== REQUIRED ACTION ==
In your copy, reproduce each entry exactly and leave out the pictures.

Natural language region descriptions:
****************

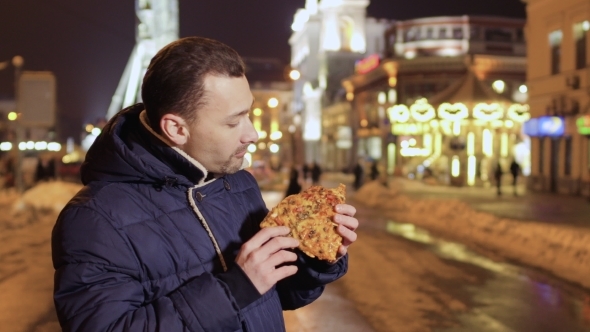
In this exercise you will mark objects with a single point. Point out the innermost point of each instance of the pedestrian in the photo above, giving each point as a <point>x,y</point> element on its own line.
<point>316,173</point>
<point>165,234</point>
<point>498,172</point>
<point>306,172</point>
<point>374,170</point>
<point>40,171</point>
<point>294,186</point>
<point>515,170</point>
<point>358,175</point>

****************

== EXERCISE SOLUTION ==
In this exercise you will mark objects with a single point. Point out the innermost point of each instance of the pedestrian in the photo above, giving each point as a <point>x,y</point> element on its own line.
<point>316,173</point>
<point>165,234</point>
<point>498,172</point>
<point>306,172</point>
<point>374,170</point>
<point>40,171</point>
<point>294,186</point>
<point>515,170</point>
<point>358,175</point>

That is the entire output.